START Given information

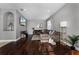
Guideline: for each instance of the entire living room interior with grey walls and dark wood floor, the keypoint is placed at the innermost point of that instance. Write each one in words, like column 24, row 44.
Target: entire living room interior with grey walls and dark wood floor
column 39, row 28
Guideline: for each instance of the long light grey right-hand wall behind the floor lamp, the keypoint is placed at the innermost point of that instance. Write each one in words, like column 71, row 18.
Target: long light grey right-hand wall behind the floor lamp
column 67, row 13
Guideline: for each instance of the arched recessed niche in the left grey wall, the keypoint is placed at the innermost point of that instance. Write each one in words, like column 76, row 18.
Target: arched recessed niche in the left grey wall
column 8, row 23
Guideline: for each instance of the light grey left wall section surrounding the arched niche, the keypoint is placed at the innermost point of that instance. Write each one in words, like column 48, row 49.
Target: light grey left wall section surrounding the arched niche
column 6, row 35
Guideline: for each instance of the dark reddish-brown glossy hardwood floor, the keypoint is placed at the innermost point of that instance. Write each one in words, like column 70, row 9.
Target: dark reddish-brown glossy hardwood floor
column 28, row 47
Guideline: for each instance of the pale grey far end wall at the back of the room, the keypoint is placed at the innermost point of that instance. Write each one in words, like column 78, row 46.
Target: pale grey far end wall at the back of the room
column 33, row 23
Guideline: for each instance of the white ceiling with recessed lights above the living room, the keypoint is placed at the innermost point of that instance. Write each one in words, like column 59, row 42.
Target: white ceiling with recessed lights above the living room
column 35, row 11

END Given information

Would you write out all of the records exactly, omitting the pictures?

Guideline: for each instance of the entire living room interior with grey walls and dark wood floor, the keypoint is placed at the innermost point of that instance. Write each one in words, like column 24, row 44.
Target: entire living room interior with grey walls and dark wood floor
column 39, row 28
Guideline: for each instance of the long light grey right-hand wall behind the floor lamp, the keypoint is placed at the innermost point of that instance. Write each one in words, like column 71, row 18.
Target: long light grey right-hand wall behind the floor lamp
column 67, row 13
Guideline: for each instance of the arched recessed niche in the left grey wall, the keypoint is placed at the innermost point of that instance. Write each one in words, like column 76, row 18.
Target: arched recessed niche in the left grey wall
column 8, row 23
Guideline: for each instance of the light grey left wall section surrounding the arched niche, the keypoint is placed at the innermost point of that instance. Write each one in words, like column 48, row 49.
Target: light grey left wall section surrounding the arched niche
column 6, row 35
Guideline: for each instance of the dark reddish-brown glossy hardwood floor, the keypoint is placed at the innermost point of that instance. Write each one in words, like column 70, row 9.
Target: dark reddish-brown glossy hardwood floor
column 28, row 47
Guideline: for each instance of the pale grey far end wall at the back of the room, the keypoint is placed at the innermost point of that instance. Write each one in words, like column 78, row 46.
Target: pale grey far end wall at the back of the room
column 33, row 23
Guideline: for each instance of the white ceiling with recessed lights above the living room, the keypoint is placed at the innermost point of that instance. Write each one in words, like column 59, row 42.
Target: white ceiling with recessed lights above the living room
column 35, row 11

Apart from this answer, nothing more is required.